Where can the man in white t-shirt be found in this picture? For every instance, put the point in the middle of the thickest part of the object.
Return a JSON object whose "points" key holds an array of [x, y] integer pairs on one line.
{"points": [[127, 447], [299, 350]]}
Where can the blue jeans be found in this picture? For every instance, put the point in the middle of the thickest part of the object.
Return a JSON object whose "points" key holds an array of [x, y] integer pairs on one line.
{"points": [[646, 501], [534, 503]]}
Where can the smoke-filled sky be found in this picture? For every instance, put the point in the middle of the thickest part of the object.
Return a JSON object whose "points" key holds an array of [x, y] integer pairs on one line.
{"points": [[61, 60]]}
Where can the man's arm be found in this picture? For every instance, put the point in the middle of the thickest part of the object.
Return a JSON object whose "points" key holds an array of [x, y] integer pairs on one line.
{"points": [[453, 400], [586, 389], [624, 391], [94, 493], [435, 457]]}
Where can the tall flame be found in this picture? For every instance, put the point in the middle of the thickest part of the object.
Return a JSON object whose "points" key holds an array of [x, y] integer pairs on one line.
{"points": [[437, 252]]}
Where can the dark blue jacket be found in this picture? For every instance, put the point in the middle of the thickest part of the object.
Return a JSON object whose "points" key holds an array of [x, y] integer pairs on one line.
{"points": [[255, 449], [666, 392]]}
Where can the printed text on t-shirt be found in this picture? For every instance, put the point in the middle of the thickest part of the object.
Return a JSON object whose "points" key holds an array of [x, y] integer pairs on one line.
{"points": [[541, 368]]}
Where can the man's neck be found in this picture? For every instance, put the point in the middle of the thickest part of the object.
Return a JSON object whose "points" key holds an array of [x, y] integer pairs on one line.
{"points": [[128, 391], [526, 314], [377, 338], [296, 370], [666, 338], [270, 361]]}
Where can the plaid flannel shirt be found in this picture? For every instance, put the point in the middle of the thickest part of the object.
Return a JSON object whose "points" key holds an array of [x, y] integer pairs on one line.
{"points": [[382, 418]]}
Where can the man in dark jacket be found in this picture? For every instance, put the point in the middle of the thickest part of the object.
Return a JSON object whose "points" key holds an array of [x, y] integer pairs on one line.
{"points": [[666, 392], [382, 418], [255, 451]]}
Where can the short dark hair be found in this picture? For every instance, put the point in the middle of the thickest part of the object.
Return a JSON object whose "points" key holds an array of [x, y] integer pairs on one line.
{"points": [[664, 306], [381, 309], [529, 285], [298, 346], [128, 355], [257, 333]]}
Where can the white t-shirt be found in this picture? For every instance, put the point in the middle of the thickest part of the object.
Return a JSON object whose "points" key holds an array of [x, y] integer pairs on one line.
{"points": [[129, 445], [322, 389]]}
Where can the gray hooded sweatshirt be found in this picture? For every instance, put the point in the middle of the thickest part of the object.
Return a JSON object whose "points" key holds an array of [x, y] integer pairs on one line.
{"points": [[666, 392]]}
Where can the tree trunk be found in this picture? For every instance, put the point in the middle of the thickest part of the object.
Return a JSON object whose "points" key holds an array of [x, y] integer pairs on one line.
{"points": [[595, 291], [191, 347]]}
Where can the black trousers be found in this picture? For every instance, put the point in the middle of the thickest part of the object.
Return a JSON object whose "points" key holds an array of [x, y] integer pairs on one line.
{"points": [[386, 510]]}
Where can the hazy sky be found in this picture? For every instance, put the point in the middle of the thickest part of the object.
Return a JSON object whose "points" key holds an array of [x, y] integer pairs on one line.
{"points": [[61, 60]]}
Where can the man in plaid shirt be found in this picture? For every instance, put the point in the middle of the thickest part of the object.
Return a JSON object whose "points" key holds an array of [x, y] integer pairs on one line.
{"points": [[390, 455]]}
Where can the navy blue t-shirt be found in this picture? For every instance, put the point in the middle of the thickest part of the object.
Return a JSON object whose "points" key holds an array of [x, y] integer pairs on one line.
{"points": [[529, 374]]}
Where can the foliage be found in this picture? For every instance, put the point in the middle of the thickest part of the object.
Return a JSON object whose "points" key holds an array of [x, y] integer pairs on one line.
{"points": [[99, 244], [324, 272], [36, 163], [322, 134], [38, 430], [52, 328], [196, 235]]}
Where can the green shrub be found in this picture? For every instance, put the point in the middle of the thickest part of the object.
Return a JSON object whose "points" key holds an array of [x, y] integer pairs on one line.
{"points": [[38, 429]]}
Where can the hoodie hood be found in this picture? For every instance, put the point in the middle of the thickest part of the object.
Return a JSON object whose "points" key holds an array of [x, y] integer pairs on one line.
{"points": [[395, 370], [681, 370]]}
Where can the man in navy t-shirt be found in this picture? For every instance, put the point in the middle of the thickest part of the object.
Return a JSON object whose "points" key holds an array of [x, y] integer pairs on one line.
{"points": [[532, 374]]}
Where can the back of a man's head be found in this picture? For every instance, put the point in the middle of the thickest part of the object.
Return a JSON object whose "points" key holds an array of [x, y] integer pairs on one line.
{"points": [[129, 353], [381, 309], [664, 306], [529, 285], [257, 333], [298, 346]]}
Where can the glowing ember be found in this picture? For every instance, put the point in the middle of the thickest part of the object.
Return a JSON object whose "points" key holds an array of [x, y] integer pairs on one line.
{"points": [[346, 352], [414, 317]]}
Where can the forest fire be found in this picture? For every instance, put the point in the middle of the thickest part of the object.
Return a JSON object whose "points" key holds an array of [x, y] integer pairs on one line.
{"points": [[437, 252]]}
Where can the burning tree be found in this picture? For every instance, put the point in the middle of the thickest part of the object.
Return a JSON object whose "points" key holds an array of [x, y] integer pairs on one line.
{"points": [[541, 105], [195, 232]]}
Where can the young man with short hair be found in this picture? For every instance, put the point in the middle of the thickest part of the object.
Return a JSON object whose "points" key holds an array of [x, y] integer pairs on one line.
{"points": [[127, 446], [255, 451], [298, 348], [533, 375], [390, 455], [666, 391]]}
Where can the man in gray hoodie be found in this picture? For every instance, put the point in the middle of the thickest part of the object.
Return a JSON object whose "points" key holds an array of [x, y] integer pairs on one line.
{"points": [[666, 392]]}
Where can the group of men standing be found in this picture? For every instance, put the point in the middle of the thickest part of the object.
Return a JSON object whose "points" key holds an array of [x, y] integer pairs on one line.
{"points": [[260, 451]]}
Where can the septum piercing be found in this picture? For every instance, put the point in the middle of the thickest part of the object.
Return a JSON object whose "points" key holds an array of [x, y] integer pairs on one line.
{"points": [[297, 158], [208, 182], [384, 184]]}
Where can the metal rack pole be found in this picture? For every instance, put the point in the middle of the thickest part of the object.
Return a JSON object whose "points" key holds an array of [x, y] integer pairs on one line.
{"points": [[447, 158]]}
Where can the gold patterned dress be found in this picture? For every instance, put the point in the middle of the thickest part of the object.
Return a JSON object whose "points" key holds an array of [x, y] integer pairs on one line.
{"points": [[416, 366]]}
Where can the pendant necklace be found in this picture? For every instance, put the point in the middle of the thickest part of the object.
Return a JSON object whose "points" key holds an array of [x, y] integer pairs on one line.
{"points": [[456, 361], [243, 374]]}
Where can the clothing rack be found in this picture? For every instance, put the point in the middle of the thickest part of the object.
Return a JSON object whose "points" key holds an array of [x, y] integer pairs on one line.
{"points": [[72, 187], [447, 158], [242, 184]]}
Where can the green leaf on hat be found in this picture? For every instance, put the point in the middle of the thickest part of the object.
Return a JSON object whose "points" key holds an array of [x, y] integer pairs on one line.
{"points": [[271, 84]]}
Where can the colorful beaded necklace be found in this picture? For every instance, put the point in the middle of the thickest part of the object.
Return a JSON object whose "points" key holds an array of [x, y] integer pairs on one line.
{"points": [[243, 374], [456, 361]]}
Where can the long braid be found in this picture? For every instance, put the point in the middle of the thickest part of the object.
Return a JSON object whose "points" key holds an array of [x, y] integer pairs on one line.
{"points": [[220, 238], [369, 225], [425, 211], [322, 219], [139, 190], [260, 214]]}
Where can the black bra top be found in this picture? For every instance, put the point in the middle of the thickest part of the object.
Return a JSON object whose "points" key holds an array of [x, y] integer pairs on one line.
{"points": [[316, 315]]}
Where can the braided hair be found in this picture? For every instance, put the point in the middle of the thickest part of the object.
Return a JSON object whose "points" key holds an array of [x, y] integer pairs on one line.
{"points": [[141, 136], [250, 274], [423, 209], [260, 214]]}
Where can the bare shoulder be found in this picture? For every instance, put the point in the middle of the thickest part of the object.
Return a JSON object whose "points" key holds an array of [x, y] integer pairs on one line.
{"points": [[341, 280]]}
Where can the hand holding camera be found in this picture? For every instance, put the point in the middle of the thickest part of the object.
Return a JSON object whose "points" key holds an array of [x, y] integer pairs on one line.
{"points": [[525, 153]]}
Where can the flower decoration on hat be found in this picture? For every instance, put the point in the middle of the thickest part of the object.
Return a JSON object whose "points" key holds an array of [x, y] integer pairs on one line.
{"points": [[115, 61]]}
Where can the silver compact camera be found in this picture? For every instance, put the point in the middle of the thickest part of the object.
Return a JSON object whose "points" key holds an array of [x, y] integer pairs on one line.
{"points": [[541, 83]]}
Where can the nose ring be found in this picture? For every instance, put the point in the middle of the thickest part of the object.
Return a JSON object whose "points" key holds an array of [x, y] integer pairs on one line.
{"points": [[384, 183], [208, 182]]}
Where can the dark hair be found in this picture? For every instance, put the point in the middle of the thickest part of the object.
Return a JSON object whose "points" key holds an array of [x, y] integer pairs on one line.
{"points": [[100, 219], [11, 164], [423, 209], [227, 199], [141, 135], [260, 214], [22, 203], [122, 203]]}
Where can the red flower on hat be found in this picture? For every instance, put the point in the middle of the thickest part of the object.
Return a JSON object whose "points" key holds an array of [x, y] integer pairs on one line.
---
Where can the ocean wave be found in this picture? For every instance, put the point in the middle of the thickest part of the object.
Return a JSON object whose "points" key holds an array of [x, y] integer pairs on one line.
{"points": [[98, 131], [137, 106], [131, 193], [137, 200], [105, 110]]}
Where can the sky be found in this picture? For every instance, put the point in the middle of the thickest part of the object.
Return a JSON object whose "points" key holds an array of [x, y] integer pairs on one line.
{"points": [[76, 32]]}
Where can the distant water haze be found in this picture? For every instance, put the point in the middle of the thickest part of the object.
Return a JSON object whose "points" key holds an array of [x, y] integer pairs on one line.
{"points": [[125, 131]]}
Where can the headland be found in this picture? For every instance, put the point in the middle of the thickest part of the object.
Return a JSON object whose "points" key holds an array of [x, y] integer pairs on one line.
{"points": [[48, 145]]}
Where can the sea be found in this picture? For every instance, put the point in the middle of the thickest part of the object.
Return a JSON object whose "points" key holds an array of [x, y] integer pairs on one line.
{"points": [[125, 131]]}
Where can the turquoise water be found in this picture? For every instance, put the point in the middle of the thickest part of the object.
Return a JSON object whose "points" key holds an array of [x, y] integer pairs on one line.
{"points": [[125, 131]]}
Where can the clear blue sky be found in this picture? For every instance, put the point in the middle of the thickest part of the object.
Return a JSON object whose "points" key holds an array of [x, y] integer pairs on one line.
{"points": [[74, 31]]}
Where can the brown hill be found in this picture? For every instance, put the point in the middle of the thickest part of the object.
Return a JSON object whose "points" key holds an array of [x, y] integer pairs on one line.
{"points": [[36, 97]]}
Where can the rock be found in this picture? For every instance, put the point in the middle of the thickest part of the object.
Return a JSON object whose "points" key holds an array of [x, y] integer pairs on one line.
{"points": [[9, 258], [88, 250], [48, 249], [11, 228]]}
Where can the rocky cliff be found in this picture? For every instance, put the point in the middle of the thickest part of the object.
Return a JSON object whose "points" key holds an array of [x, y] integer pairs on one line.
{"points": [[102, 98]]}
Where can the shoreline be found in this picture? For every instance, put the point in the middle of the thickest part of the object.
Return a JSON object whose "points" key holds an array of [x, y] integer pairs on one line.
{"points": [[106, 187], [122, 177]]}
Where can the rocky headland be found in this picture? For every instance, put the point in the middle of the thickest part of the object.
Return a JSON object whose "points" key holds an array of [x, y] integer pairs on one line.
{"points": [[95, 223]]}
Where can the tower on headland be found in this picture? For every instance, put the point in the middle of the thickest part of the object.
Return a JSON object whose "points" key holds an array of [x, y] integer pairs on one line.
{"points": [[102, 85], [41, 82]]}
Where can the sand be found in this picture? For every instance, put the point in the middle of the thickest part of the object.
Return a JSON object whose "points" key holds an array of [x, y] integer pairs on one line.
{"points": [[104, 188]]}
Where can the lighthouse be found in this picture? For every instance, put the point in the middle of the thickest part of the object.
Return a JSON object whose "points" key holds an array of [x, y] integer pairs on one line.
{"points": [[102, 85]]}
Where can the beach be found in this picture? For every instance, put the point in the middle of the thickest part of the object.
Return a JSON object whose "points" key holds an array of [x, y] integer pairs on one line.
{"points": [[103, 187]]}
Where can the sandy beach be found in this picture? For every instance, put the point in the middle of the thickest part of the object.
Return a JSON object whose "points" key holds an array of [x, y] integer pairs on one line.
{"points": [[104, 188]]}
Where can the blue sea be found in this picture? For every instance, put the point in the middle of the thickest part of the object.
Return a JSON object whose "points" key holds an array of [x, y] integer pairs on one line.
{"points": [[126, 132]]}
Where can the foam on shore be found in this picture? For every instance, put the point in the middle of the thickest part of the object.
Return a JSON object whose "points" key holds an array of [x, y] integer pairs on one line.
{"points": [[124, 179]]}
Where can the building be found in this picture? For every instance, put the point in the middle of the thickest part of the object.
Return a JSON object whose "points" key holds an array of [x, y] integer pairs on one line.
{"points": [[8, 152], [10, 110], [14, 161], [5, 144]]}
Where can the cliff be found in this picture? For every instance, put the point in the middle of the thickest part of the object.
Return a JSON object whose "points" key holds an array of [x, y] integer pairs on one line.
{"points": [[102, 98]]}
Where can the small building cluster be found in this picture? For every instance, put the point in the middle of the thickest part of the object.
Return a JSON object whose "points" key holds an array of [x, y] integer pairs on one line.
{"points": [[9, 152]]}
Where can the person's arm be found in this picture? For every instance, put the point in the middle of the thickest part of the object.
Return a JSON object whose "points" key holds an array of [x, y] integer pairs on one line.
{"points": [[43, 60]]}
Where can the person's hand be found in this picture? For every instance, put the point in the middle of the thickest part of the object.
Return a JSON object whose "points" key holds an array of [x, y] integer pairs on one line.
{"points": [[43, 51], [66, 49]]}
==
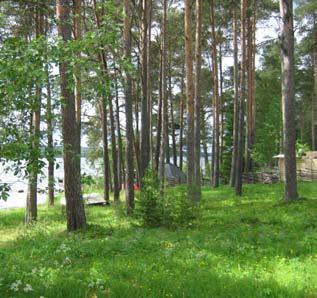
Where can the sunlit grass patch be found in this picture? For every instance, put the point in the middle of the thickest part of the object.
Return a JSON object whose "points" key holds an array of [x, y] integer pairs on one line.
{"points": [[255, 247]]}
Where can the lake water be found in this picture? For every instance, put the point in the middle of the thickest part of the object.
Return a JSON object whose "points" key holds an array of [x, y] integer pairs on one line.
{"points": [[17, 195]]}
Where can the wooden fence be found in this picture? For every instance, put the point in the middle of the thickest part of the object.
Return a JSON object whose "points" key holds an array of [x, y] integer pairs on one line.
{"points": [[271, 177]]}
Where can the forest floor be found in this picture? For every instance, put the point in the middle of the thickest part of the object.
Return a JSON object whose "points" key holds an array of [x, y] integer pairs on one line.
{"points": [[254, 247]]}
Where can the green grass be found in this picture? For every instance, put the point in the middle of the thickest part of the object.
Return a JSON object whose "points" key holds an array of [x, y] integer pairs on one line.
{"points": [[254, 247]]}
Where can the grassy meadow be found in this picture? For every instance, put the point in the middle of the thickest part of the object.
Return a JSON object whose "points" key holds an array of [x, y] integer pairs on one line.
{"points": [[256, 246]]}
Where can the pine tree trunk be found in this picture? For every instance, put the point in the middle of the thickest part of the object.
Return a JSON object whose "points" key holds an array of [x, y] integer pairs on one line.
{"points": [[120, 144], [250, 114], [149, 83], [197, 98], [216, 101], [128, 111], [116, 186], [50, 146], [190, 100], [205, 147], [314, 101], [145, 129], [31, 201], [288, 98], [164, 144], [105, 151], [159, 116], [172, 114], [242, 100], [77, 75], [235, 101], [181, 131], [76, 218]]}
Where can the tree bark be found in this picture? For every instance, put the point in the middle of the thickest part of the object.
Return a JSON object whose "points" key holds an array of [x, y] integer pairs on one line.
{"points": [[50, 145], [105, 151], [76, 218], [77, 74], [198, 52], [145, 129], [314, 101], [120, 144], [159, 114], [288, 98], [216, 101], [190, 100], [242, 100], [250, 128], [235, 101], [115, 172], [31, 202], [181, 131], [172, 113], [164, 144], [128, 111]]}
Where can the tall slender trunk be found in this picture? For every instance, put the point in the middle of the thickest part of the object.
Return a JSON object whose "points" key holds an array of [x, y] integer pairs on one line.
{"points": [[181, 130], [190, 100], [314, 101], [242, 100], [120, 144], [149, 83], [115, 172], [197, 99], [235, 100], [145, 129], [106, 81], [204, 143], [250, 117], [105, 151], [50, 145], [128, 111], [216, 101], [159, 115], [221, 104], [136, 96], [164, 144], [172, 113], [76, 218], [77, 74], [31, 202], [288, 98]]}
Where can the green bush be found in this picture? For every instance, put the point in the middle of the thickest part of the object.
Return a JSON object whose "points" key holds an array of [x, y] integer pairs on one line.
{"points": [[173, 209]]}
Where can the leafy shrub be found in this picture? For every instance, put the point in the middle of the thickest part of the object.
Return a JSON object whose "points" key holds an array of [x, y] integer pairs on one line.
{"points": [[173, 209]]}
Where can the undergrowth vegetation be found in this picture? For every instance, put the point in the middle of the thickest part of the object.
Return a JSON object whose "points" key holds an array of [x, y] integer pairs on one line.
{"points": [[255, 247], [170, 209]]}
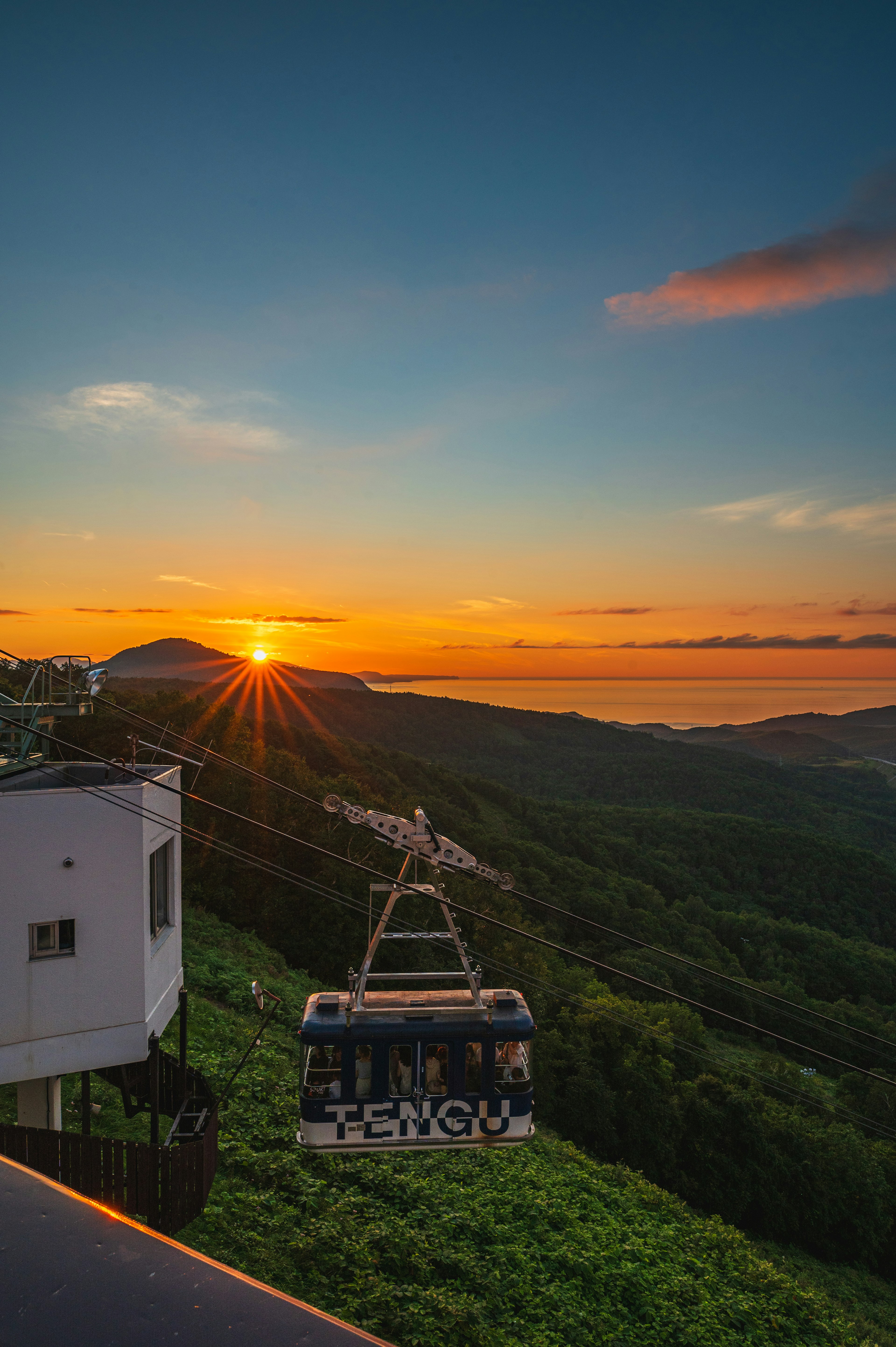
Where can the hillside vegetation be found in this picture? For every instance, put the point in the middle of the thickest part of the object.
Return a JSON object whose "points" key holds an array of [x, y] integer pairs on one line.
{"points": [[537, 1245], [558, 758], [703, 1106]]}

What is expected → Whenever the string "forest" shows up in a line of the entries, copy that line.

Result →
Where can the forest fire be found in this picture? For every instance, put the point in the middle of the thickest part of the object.
Where can the forest floor be found in this picture? For every instance, put the point in the middle of the thickest part of the object.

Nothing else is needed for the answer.